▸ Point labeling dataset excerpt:

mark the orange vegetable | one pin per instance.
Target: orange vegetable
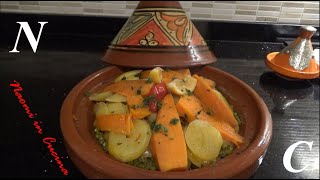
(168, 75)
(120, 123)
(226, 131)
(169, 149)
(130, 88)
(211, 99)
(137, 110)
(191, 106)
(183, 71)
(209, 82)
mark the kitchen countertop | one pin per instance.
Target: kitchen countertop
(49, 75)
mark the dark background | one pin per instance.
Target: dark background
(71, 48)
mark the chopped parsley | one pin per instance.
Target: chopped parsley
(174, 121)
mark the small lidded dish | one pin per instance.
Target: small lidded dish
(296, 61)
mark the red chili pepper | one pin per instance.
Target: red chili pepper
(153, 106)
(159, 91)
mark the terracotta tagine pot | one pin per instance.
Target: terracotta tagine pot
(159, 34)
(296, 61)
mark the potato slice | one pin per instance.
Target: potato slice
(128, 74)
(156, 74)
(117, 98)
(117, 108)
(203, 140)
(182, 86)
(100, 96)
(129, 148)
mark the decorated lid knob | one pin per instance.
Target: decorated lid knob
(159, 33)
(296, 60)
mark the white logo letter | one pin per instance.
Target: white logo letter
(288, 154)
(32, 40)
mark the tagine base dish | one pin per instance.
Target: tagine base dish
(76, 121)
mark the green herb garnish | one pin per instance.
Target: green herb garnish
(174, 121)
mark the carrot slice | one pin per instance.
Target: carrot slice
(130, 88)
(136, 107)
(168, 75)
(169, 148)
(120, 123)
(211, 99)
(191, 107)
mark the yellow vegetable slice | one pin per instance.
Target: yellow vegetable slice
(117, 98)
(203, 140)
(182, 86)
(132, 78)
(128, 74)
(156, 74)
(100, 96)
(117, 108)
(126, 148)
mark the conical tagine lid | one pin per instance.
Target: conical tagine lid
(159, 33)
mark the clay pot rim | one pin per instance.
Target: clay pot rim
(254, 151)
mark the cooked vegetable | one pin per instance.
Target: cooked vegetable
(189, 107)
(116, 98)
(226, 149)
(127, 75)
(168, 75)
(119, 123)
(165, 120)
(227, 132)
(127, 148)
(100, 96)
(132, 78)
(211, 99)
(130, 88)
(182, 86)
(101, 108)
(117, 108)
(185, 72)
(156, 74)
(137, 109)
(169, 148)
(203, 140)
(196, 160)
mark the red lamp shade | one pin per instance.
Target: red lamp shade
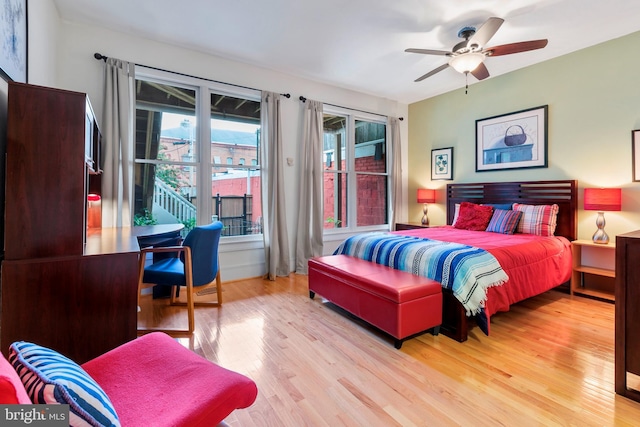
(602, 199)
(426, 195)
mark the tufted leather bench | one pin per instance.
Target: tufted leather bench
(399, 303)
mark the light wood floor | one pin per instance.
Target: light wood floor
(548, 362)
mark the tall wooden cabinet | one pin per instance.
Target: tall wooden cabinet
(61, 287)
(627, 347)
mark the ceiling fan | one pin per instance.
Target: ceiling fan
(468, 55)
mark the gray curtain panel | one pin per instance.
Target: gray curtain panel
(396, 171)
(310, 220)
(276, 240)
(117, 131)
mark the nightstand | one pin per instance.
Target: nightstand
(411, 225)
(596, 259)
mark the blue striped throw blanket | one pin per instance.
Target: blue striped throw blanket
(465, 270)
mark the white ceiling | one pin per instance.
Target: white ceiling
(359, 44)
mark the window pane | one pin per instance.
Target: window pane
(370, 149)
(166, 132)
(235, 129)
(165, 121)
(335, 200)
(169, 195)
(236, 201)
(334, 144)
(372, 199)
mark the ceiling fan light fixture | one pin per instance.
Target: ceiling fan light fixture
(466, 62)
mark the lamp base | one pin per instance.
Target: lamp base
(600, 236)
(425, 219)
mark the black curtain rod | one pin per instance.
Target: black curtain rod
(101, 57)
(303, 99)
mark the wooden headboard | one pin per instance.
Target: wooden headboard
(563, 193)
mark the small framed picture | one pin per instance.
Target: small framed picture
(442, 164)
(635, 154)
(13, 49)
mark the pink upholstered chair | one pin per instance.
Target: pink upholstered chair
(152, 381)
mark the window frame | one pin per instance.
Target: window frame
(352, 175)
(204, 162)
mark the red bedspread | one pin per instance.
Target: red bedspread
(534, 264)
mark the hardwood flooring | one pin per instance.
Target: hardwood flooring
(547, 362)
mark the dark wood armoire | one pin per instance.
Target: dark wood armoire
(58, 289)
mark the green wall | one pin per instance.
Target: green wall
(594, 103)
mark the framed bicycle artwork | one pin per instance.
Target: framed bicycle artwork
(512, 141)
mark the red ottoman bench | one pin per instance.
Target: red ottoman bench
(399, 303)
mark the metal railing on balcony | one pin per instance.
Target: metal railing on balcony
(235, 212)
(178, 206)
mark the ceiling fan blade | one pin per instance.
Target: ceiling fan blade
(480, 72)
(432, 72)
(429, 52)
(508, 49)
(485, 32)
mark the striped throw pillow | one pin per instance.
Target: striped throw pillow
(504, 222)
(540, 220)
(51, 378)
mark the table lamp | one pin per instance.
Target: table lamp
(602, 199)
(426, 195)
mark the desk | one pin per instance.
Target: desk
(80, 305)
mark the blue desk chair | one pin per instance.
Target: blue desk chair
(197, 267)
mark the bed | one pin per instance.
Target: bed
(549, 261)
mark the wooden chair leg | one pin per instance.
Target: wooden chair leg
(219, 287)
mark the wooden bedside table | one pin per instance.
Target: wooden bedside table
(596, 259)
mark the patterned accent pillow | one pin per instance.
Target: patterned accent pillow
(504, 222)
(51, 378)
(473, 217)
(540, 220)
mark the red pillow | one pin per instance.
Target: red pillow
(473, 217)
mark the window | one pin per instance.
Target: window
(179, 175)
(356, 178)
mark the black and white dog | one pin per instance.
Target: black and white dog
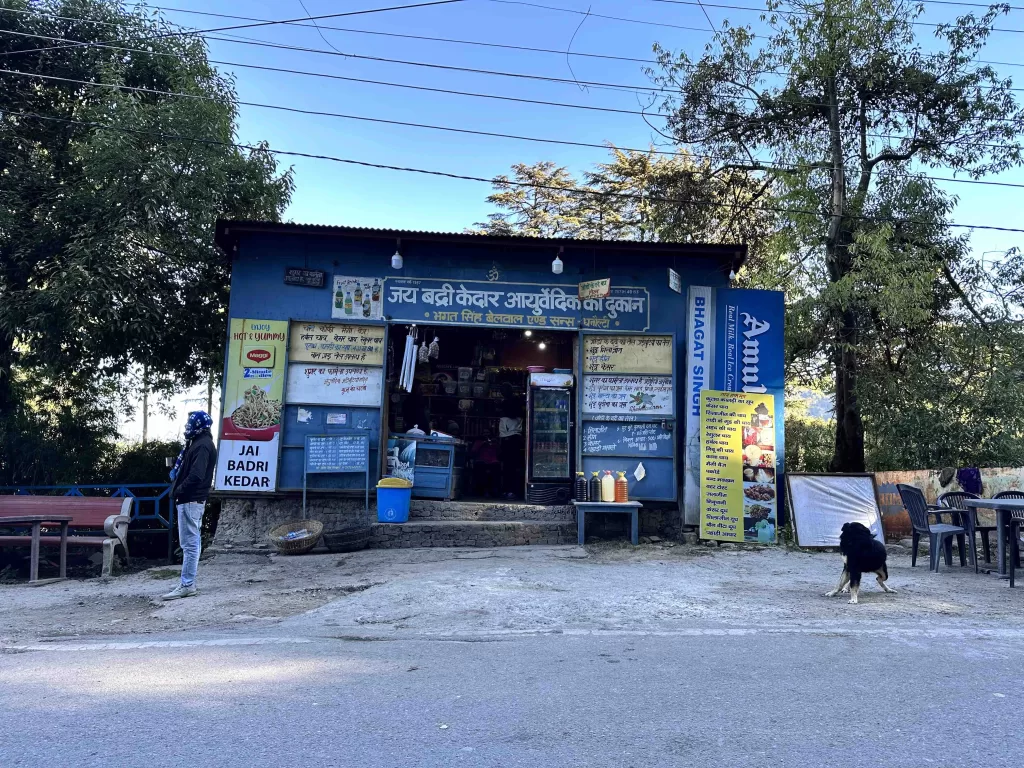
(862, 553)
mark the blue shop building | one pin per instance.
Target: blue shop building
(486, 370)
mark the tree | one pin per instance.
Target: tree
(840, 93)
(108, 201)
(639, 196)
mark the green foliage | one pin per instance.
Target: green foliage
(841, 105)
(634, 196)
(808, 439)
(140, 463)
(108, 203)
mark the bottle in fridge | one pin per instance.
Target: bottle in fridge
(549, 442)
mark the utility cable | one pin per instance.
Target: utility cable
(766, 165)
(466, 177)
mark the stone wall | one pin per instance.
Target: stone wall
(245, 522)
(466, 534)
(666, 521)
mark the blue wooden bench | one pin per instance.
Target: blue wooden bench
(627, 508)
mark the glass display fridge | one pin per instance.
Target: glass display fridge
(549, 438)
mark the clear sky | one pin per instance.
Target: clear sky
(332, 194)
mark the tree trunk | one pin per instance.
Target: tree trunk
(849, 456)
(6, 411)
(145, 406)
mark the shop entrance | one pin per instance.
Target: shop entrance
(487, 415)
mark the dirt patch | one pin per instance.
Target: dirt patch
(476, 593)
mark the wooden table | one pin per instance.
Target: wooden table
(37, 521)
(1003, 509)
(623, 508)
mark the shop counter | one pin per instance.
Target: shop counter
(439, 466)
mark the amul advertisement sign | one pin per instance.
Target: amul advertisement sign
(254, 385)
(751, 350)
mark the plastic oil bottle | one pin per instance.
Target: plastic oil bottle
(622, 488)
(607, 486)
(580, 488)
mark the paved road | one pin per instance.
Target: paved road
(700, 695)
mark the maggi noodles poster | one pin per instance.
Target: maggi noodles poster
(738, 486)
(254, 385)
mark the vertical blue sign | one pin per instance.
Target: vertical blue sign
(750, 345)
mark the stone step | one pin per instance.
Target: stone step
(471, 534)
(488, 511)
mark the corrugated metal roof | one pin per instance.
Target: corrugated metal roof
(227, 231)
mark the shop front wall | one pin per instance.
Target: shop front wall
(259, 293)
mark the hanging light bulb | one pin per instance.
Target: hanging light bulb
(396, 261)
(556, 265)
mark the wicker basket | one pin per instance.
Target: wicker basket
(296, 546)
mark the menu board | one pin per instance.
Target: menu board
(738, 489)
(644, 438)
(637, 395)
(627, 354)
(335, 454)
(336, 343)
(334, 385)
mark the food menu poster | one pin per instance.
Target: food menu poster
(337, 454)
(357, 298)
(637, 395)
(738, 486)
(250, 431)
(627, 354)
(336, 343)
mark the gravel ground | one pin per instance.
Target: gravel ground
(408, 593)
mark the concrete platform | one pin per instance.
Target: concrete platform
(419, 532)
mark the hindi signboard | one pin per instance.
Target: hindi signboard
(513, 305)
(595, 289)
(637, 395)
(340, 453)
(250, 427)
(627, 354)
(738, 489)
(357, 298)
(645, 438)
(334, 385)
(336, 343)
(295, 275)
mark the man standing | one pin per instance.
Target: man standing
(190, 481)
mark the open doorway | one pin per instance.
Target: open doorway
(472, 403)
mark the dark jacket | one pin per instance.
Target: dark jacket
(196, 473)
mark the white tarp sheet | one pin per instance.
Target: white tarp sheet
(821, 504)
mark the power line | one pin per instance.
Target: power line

▸ WHAT IS NEEDED: Arrange the lines from the one containing "mark the power line | one pin per instance." through the end of the records, inclusive, as a numbered list, leaving out any blank lines.

▸ WRITTEN SOLUTION:
1. mark the power line | one pin per instance.
2. Target: power line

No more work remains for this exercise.